### Material for the task ###
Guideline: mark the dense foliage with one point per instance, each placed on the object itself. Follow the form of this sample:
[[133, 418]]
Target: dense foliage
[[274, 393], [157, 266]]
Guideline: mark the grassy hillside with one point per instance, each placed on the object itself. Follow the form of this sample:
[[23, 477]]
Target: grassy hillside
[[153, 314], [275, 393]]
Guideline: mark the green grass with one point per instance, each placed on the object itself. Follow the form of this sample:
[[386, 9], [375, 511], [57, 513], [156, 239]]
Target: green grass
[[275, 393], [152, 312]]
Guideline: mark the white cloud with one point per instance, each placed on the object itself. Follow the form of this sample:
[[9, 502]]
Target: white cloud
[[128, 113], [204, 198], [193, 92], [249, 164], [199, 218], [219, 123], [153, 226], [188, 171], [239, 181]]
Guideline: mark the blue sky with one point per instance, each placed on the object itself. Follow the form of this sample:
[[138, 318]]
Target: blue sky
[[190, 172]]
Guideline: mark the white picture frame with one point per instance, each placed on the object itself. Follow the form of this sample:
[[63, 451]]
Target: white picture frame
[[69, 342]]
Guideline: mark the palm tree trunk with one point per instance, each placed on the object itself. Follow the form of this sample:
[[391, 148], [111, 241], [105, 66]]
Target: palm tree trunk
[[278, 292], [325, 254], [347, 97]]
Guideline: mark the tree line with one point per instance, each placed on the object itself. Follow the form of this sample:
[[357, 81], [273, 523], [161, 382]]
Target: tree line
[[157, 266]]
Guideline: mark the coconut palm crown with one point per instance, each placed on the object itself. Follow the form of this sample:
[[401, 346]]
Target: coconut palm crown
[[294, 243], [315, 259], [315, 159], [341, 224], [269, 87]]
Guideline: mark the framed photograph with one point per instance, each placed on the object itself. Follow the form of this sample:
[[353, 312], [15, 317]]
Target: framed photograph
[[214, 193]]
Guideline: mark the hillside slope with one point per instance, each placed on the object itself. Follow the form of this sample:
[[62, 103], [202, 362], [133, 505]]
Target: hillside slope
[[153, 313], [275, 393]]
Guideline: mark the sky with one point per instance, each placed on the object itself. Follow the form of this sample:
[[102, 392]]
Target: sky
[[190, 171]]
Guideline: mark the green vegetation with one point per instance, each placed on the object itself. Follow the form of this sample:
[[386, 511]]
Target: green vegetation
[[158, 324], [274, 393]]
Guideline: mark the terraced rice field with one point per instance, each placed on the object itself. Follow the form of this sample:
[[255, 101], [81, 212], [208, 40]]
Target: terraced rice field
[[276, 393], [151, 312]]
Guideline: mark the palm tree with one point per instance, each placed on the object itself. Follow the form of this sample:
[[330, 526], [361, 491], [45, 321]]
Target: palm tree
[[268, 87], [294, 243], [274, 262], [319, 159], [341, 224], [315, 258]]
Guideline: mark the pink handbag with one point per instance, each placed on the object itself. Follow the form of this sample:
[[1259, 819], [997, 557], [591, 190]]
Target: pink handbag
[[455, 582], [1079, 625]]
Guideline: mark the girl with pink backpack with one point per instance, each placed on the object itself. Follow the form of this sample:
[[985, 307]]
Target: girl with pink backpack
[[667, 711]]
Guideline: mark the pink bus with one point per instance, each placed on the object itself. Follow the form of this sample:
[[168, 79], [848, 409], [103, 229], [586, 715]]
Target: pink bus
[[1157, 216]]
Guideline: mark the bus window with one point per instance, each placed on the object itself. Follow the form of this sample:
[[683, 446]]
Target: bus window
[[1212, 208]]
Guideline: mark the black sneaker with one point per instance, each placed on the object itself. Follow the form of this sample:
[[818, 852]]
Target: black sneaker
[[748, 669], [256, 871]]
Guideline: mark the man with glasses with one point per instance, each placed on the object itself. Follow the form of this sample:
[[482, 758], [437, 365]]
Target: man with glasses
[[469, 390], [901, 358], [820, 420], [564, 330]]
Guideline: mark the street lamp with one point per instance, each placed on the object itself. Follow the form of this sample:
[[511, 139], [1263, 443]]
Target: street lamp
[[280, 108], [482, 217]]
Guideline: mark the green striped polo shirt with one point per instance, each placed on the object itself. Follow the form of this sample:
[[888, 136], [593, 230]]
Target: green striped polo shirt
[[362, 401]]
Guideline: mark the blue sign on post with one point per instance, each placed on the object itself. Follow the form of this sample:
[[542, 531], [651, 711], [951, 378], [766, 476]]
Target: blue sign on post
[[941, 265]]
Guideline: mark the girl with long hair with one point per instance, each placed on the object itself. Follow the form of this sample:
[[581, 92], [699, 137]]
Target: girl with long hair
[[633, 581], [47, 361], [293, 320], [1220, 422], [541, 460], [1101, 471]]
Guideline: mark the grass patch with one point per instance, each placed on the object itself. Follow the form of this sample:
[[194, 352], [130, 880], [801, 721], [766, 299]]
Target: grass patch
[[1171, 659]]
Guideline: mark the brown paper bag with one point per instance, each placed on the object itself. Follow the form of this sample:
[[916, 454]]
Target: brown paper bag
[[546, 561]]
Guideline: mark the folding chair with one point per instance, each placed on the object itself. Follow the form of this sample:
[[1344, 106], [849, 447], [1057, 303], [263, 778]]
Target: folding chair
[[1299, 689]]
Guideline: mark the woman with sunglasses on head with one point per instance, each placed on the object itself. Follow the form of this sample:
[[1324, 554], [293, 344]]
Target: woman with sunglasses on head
###
### What the task asks
Copy the listing above line by line with no changes, from its first line through its last.

### Full solution
Guideline: mark the dense foliage with one point per instance, each placed on the object itself. Follow the form of this sample:
[[133, 418]]
Target: dense foliage
[[274, 393], [157, 266]]
Guideline: mark the grassy hillside with one point per instance, each placed on the object itself. Follow the form of this sample:
[[23, 477]]
Target: grassy hillside
[[153, 314], [275, 393]]
Guideline: mark the green grass with one point per instance, each placed on the object itself. Follow the form of this sample:
[[386, 9], [375, 511], [57, 513], [156, 239]]
Target: green grass
[[275, 393], [152, 312]]
Guideline: mark the white cloud with one point per instance, each placed on the object itself. Follow the form of this sample:
[[9, 502]]
Target: white cloud
[[128, 113], [204, 198], [193, 92], [249, 164], [199, 218], [219, 123], [153, 226], [188, 171], [239, 181]]
Guideline: mark the blue sky with one point per instance, each placed on the object itself. Follow the form of this sample:
[[138, 318]]
Target: blue sky
[[190, 172]]
Guideline: mark the white picture frame with one point per instance, each placed on the object itself. Follow the form of this sample:
[[63, 451]]
Target: white picture frame
[[69, 342]]
Guideline: mark the palm tree trunk with one point per instance, each placed on the object itself. Follow the form of this sample:
[[391, 148], [111, 241], [105, 66]]
Target: palm tree trunk
[[278, 292], [325, 254], [347, 97]]
Guideline: mark the tree line with one point per instance, each placed on the object itself. Follow the form of this sample:
[[357, 81], [273, 523], [161, 382]]
Target: tree line
[[157, 266]]
Guideline: mark the coconut palm crown with one point per instance, each placed on the object itself. Follow the form of this sample:
[[401, 346]]
Target: coconut palm crown
[[294, 243], [315, 259], [315, 159], [341, 224], [269, 87]]
Guideline: mark the framed photograph with one point per instance, each placed on the object itself. Follow the form of this sample:
[[353, 312], [15, 317]]
Target: framed photograph
[[214, 193]]
Guideline: mark the hillside slope with one point per instance, each placed on the object itself. Follow the form of this sample:
[[62, 103], [202, 362], [133, 505]]
Target: hillside slope
[[153, 313], [275, 393]]
Guideline: mark the sky with one point per instance, each placed on the object itself. Follow the form of this sample:
[[102, 392]]
Target: sky
[[190, 171]]
Guideline: mark the green vegetation with one point per instance, each placed on the object itself. Follow the form of this sample:
[[386, 511]]
Target: green vegetation
[[158, 324], [274, 393]]
Guideline: mark the terraced rice field with one point per instance, each placed on the object itself. Follow the form of this sample:
[[255, 101], [81, 212], [208, 40]]
Target: terraced rice field
[[276, 393], [151, 312]]
Guideline: mark the palm tree with one point per instance, each placed on the object itself. Follow the form of this sample:
[[330, 526], [361, 491], [45, 321]]
Target: palm tree
[[268, 87], [294, 243], [274, 262], [319, 159], [341, 224], [315, 258]]
Guideline: mark the pink handbag with one point per instance, each placed on the object itself. Follow the form of this sample:
[[1259, 819], [997, 557], [591, 190]]
Target: pink handbag
[[455, 582], [1079, 625]]
Guideline: mark the girl with pink backpack with one point per instance, each placed on the object itself. Follow the form of this sample:
[[985, 307]]
Target: girl with pink backpack
[[667, 711]]
Guideline: mark the pink bus with one point per instance, each placed on the object itself. Follow the form of this sample:
[[168, 79], [848, 409], [103, 229], [586, 715]]
Target: pink bus
[[1157, 216]]
Guideline: mark the bus window with one point per instance, each placed on the object itself. Follow the form of this sample:
[[683, 446]]
Target: bus window
[[1212, 208]]
Guideline: mark the black sneaker with one point per instance, each placed on the object itself. Follow the form of this sample:
[[818, 852]]
Target: black sneaker
[[748, 669], [256, 871]]
Guideline: mark the man with glasses with one point per instance, each placed on the object itself. Follow the form of this sample:
[[482, 758], [437, 365]]
Target: man with glasses
[[469, 390], [901, 358], [820, 420], [564, 330]]
Guideline: mark the street lamp with one point per instance, each placed on the object itself. Follow the form of this sample:
[[511, 139], [1263, 443]]
Target: street lamp
[[280, 108], [482, 217]]
Guideline: mark the green striped polo shirt with one point per instance, each placed on the object itself. Follow the form of this sample:
[[888, 136], [593, 230]]
Target: green striped polo shirt
[[362, 401]]
Guideline: mark the blue sign on post with one point per instance, each placed on the object itself. Follow the form of this sample:
[[542, 531], [651, 711], [951, 378], [766, 476]]
Target: blue sign on post
[[941, 265]]
Guideline: mark the girl with long hair with one point per instance, each placed on the object itself. Follow the form of this sample:
[[581, 92], [699, 137]]
Target: girl with long hair
[[633, 581], [47, 361], [293, 320], [1220, 422], [541, 460], [1101, 471]]
Guideline: mark the grass patch with one point per instance, each placed on the object itself. Follow the form of this sample:
[[194, 352], [130, 880], [801, 721], [766, 299]]
Target: grass patch
[[1171, 659]]
Guideline: mark the brown paper bag with one point per instance, each placed on the object itself. Follow the form of this sample:
[[916, 454]]
Target: brown paper bag
[[546, 561]]
Guideline: mark the folding chair with one point per instance, each placed on the object itself. Follow the form of this sample:
[[1344, 106], [849, 447], [1057, 303], [263, 778]]
Target: folding chair
[[1299, 689]]
Guideline: mark the woman with sunglasses on head with one point per instance, each placed on the object itself. Follow the form of this sample:
[[1324, 554], [293, 344]]
Target: woman with sunglasses on head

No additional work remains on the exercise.